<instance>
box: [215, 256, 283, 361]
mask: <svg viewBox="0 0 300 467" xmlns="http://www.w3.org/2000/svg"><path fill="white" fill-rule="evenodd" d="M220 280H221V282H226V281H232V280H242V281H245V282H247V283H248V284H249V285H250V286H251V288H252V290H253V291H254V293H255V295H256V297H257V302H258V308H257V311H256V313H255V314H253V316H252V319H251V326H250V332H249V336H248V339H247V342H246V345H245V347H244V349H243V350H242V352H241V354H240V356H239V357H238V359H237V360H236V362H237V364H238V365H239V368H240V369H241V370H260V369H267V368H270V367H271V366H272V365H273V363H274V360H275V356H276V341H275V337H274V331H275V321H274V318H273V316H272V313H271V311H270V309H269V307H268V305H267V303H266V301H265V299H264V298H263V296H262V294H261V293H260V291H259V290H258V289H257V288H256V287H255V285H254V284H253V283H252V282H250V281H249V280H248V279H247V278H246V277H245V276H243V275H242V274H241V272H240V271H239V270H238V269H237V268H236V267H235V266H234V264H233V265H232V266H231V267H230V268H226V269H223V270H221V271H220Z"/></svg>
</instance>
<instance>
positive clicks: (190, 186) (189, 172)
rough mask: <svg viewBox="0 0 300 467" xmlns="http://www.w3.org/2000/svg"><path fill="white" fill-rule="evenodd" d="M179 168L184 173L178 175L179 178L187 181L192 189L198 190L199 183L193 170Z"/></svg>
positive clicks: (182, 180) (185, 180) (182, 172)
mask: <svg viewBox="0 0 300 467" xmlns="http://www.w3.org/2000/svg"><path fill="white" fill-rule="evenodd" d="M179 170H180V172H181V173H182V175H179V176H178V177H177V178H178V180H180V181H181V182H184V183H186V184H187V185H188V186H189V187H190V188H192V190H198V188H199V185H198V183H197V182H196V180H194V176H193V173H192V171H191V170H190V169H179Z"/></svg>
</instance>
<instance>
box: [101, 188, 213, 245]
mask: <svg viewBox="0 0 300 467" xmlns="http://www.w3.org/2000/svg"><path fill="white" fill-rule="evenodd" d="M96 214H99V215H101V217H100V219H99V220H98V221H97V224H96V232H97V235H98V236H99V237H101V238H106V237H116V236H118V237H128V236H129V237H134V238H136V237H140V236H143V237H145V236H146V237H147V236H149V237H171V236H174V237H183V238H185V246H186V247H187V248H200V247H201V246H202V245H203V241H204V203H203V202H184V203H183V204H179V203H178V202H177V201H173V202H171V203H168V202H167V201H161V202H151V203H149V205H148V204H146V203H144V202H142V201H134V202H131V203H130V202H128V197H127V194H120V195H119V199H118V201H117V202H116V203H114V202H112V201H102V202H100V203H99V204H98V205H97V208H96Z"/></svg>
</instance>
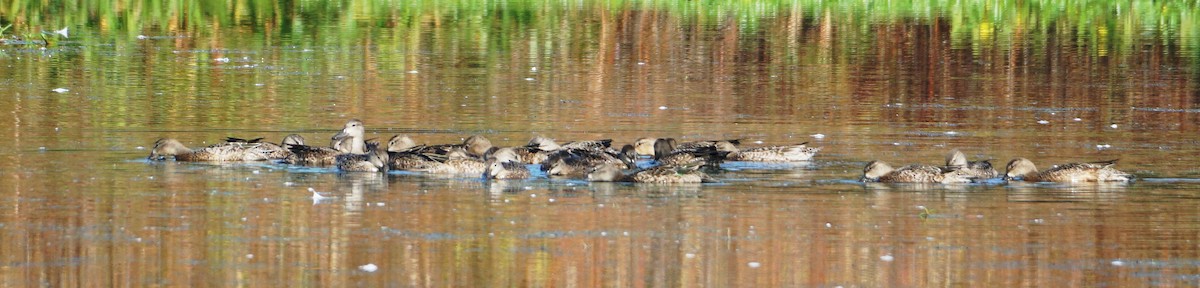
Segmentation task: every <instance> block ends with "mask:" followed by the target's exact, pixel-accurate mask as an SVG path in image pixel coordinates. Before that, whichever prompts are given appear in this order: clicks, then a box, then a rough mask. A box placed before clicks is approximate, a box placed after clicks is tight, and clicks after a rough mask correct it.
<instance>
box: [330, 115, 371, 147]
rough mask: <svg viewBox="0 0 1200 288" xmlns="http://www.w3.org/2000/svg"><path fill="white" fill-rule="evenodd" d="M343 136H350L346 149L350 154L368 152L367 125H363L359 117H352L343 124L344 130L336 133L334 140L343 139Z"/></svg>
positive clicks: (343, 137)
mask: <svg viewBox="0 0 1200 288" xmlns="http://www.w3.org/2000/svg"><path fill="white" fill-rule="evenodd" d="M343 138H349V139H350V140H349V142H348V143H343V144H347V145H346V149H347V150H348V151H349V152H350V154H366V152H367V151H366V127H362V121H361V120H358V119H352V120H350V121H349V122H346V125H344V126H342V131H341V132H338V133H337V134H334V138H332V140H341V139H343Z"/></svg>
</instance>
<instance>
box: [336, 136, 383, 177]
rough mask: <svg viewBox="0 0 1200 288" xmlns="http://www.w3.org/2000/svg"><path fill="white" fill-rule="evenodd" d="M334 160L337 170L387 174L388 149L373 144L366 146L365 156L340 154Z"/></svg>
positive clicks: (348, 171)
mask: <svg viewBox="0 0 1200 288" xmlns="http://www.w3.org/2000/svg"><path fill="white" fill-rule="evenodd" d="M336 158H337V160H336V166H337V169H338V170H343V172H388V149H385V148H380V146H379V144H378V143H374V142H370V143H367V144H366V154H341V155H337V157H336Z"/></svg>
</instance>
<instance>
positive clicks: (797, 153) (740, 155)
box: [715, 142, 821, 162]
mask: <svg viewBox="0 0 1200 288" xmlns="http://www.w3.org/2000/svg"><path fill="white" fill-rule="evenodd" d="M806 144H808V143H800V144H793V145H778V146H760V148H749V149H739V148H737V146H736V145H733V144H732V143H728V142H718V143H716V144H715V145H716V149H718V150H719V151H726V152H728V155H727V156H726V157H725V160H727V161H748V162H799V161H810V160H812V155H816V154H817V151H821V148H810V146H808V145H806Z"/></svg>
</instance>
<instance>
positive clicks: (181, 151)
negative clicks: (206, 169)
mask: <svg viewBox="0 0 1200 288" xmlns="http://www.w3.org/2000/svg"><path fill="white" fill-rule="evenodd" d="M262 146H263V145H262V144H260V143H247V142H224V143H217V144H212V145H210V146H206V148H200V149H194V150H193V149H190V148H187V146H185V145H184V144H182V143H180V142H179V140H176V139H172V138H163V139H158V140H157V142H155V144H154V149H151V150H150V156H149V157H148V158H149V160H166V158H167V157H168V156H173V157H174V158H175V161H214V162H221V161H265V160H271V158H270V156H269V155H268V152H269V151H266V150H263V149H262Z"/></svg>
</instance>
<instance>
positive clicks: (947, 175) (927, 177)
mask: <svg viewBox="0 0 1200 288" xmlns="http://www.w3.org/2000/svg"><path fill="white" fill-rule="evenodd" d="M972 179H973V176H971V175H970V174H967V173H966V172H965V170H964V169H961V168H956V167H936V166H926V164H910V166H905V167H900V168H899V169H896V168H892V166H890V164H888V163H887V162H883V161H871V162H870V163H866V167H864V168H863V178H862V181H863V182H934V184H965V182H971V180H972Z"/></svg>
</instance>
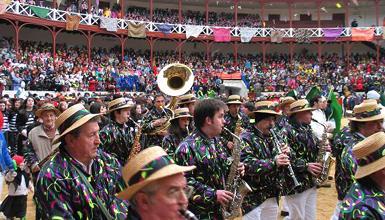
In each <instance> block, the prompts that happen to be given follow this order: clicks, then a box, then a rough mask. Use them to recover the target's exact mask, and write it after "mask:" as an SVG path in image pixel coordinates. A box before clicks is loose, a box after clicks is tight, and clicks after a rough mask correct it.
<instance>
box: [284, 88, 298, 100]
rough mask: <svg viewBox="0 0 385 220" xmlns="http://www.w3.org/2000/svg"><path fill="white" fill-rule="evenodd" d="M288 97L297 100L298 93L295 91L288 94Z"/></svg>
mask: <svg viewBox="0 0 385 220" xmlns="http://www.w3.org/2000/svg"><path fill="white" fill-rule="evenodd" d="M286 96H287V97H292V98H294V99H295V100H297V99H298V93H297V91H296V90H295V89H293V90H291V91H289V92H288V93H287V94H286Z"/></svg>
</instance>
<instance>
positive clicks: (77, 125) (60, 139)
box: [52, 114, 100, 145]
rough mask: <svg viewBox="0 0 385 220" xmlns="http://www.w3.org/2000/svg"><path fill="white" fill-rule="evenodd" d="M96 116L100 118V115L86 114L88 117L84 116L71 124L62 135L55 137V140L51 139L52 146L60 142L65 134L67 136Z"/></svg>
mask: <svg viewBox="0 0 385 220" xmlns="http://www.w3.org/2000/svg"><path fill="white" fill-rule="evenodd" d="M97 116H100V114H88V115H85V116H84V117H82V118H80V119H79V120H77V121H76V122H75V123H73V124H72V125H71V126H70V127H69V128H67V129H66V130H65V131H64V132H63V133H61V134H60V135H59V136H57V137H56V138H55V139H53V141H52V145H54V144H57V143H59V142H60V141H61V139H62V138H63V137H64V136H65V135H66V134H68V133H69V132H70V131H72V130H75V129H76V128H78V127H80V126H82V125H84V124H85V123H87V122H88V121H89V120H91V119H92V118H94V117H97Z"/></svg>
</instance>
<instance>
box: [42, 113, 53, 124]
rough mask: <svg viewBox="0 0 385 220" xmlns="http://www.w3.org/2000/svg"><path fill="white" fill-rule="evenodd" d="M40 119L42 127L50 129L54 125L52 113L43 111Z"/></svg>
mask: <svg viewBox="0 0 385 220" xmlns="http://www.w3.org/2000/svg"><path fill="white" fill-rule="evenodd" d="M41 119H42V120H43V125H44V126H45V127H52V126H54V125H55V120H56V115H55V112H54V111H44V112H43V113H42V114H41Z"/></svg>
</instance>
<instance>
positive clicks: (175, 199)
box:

What you should do:
Your task is to copy each line of the data above that holds "after".

Task solution:
Segmentation task: every <instance> block ends with "mask:" followed by the target's exact, pixel-accurate mask as an SVG path in image pixel coordinates. Before that, whichever prompts are given appear in this order: clicks, then a box, then a rough mask. A box placed before clicks is approximate, a box placed after clicks is tight, and clicks after a rough mask correct it.
In each <instance> block, the prompts that happen to be given follow this order: clicks, then a box, then a rough mask. Use them to recover the target's exact mask, and write it after "mask:" as an SVG path in image pixel coordinates. A box before clicks is loose, a box after clicks is tight, and clicks after a rough mask correct it.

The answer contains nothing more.